TASK REQUIREMENTS
Reproduce the following lines verbatim, keeping every character, symbol, and line break unchanged.

ENTRIES SHOWN

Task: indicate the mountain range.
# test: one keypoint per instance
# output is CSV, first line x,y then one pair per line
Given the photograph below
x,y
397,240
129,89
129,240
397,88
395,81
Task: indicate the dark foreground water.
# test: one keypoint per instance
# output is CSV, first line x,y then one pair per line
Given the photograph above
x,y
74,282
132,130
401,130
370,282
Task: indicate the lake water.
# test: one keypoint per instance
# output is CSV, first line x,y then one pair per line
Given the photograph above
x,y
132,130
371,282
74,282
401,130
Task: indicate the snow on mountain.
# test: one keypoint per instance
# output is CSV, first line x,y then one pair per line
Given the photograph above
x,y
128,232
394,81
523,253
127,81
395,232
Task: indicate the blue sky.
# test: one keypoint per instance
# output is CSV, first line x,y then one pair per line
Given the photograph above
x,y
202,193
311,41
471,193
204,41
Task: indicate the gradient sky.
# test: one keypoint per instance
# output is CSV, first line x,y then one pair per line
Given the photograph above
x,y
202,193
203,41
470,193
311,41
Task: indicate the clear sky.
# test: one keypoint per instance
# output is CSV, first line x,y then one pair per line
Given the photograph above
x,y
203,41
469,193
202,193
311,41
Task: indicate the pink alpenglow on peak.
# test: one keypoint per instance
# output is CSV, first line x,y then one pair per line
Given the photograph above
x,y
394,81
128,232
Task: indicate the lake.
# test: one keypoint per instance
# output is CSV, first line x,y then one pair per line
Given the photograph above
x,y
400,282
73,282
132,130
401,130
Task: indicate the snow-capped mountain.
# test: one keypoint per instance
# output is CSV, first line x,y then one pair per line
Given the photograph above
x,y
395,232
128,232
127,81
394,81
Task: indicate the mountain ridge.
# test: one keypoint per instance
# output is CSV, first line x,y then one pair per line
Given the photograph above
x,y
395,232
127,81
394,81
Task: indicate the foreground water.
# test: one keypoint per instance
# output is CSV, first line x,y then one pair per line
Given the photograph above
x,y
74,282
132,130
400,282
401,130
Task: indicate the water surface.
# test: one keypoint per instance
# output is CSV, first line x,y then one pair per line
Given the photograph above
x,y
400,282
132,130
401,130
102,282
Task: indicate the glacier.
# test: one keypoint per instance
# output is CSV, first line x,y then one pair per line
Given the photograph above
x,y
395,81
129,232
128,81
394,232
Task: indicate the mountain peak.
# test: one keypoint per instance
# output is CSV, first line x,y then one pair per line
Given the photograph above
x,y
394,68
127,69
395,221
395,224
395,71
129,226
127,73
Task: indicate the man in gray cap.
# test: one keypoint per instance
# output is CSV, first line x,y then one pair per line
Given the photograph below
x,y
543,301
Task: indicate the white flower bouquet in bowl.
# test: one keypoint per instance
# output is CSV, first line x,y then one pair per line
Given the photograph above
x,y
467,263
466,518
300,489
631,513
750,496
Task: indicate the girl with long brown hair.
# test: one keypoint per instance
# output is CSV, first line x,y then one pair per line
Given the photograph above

RESULT
Task: indicate the mountain range.
# test: one keypoint per instance
# output is CSV, first line x,y then one pair per line
Given the photograph below
x,y
397,240
129,89
129,240
397,88
395,81
Task: indicate the dark foreground water.
# test: one keypoint per instance
# output is CSV, first line x,y then one pair per line
Given the photograph above
x,y
74,282
132,130
401,130
370,282
Task: indicate the lake water.
# test: one keypoint per instance
# output is CSV, first line x,y then one pair per line
Given the photograph above
x,y
132,130
371,282
74,282
401,130
Task: indicate the snow on mountain.
# test: one keypoint per instance
# output is CSV, first line x,y then one pair per line
Given the photograph above
x,y
128,232
394,81
523,253
127,81
395,232
Task: indicate the blue sky.
# test: one keypoint per instance
# output is CSV, first line x,y then one pair per line
Given the photograph above
x,y
202,193
311,41
471,193
204,41
Task: indicate the gradient sky.
# test: one keypoint per instance
# output is CSV, first line x,y then one pair per line
Given the photograph above
x,y
202,193
203,41
470,193
311,41
Task: indicate the clear sky.
# test: one keypoint per instance
# output is CSV, first line x,y then one pair per line
Given the photograph above
x,y
203,41
469,193
202,193
311,41
Task: indicate the pink alpenglow on peak.
# test: one keypoint per instance
# output is CSV, first line x,y then one pair per line
Given the photograph above
x,y
394,81
128,232
Task: indicate the lake.
# test: one keypoint per instance
# output is CSV, first line x,y then one pair per line
Given the photograph above
x,y
400,282
73,282
132,130
401,130
Task: indicate the snow-capped mountain.
# test: one keypoint per instance
# output is CSV, first line x,y then one pair per line
Given the photograph above
x,y
395,232
128,232
127,81
394,81
Task: indicate the mountain ridge.
# test: one keypoint per instance
# output is CSV, first line x,y then one pair per line
Given the photograph above
x,y
395,232
127,81
394,81
Task: indicate the foreground water.
# test: one keypoint per instance
# output is CSV, first line x,y then one pair per line
Given the photograph above
x,y
74,282
132,130
400,282
401,130
Task: indicate the water surface.
# test: one keypoint per instance
# output is CSV, first line x,y then one pair per line
Given the photograph above
x,y
400,282
132,130
401,130
102,282
Task: indicate the glacier.
# test: one keypoint per instance
# output is CSV, first line x,y then one pair per line
Given the photograph above
x,y
395,81
129,232
128,81
394,232
Task: indicate the mountain peak.
# test: one keypoint per instance
# output is CSV, first line x,y then one pair per line
Given the photograph above
x,y
394,68
127,69
395,221
395,224
395,71
129,226
127,73
Task: indicate the man in gray cap.
# test: one keypoint per instance
# output is CSV, first line x,y then one pair per line
Given the photograph below
x,y
543,301
Task: indicate the white flower bouquet in bowl.
# test: one keypoint per instance
# output is CSV, first line x,y then one pair per line
Given the photograph above
x,y
467,263
466,518
300,489
631,513
750,496
Task: indicate the girl with long brown hair.
# test: one keypoint per instance
# output is CSV, first line x,y then one pair per line
Given the photograph above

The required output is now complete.